_EXCERPTED PASSAGE_
(begin)

# race or street



## TheDude (Aug 31, 2006)

ordering gmm ripshift tomarrow...whats the difference between the race version and the street version...yes i read the description on the site and its pretty vague. i was hoping you guys could give me a better idea. 

also will it void my warranty??

thanks alot!,
dude


----------



## TheDude (Aug 31, 2006)

just ordered the only one speed inc sells (race i assume) for the gto as well as the skip shift eliminator. no tax or shipping


----------



## burnz (Jul 26, 2006)

thought you was gtodude, that guy is a a**. the only diff is the race has a soild shifter shaft. more feel and yes a bit more noise. speed only sells the race so that is what you have comming. but that is the best way to go. the street uses the stock shifter shaft and they been known to brake. if it's to loud for you u can get the kit that turns it into the street (75. shipped)


----------



## TheDude (Aug 31, 2006)

Thanks for the advice! ill stick with my decision. my only question is since the street versions are supposedly in limited supply now from JHP are the race to street conversions limited as well...(stupid question??):confused 

thanks again

dude


----------



## burnz (Jul 26, 2006)

don't belive so, dos'nt matter will still be comming from down under. will see about the site for you.


----------

(end)

_LIST OF TASKS_
• A. From the thread about race and street shifters, write out the part starting with "# race or street" and going on through "a better idea.".
• B. In the thread about race and street shifters, list the poster's name and date for each post, in the order the posts appear.

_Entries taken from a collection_
(begin)

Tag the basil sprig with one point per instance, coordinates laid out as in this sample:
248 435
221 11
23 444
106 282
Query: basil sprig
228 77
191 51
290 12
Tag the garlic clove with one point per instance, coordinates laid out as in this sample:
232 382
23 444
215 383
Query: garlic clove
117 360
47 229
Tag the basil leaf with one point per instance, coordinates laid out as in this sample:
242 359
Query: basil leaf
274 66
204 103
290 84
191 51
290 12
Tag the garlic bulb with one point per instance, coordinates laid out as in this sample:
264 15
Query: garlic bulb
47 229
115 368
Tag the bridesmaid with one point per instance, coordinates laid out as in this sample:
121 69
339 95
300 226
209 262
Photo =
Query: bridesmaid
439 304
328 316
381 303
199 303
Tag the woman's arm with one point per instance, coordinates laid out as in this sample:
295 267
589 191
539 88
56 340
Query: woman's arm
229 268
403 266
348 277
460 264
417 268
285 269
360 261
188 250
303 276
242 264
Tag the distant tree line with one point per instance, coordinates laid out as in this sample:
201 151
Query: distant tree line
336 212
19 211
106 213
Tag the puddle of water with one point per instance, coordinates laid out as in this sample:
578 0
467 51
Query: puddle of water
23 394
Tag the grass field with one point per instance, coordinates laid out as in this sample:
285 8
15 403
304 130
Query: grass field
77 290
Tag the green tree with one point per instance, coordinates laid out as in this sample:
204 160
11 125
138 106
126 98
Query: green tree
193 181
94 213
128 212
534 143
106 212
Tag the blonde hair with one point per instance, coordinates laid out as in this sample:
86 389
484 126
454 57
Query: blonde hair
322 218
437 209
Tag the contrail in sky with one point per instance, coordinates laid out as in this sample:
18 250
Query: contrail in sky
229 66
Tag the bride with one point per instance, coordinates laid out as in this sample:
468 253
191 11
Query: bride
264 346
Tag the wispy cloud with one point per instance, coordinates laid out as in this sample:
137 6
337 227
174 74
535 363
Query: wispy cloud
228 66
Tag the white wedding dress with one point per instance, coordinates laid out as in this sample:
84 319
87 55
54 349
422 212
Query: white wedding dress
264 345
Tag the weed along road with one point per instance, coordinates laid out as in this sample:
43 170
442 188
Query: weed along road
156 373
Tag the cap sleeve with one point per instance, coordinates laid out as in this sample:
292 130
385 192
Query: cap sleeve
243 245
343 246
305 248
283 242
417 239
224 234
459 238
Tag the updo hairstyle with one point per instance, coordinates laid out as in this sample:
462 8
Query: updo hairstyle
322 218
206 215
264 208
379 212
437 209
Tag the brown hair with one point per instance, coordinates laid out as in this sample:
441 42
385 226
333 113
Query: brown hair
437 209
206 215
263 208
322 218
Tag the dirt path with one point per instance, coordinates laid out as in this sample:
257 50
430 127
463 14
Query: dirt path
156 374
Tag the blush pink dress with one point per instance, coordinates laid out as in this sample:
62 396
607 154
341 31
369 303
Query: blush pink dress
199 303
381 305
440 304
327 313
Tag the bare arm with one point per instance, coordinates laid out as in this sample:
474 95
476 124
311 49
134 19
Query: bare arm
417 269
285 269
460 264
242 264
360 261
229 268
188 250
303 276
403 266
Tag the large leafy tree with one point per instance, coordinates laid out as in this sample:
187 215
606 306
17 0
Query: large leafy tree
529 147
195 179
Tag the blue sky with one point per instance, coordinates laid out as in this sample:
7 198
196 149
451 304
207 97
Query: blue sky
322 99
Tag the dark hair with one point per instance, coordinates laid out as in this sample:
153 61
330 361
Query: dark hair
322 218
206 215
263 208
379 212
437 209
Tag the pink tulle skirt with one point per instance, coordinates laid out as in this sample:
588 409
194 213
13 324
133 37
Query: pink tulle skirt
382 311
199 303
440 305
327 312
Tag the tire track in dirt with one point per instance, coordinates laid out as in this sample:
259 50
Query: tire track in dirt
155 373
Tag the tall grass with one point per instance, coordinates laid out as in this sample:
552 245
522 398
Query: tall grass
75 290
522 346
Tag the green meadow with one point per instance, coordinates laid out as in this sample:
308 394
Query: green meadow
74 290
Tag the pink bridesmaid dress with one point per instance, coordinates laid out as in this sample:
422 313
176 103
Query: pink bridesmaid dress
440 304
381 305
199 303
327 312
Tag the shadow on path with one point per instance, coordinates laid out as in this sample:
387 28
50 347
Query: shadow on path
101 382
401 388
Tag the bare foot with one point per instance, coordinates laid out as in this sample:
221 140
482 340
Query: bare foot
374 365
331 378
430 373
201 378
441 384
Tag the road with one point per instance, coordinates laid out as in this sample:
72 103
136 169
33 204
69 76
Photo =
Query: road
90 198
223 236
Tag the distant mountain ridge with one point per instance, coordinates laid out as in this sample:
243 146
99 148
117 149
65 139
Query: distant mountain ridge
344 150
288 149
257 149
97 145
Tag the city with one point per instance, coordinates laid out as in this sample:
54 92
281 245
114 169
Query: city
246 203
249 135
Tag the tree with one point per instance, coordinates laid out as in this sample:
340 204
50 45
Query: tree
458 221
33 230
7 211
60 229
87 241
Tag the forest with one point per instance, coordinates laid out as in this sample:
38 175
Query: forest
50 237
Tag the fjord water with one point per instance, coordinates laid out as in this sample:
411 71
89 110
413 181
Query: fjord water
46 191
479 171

(end)

_SOLVED TASKS_
• A.
# race or street



## TheDude (Aug 31, 2006)

ordering gmm ripshift tomarrow...whats the difference between the race version and the street version...yes i read the description on the site and its pretty vague. i was hoping you guys could give me a better idea.

• B.
1. TheDude, Aug 31, 2006
2. TheDude, Aug 31, 2006
3. burnz, Jul 26, 2006
4. TheDude, Aug 31, 2006
5. burnz, Jul 26, 2006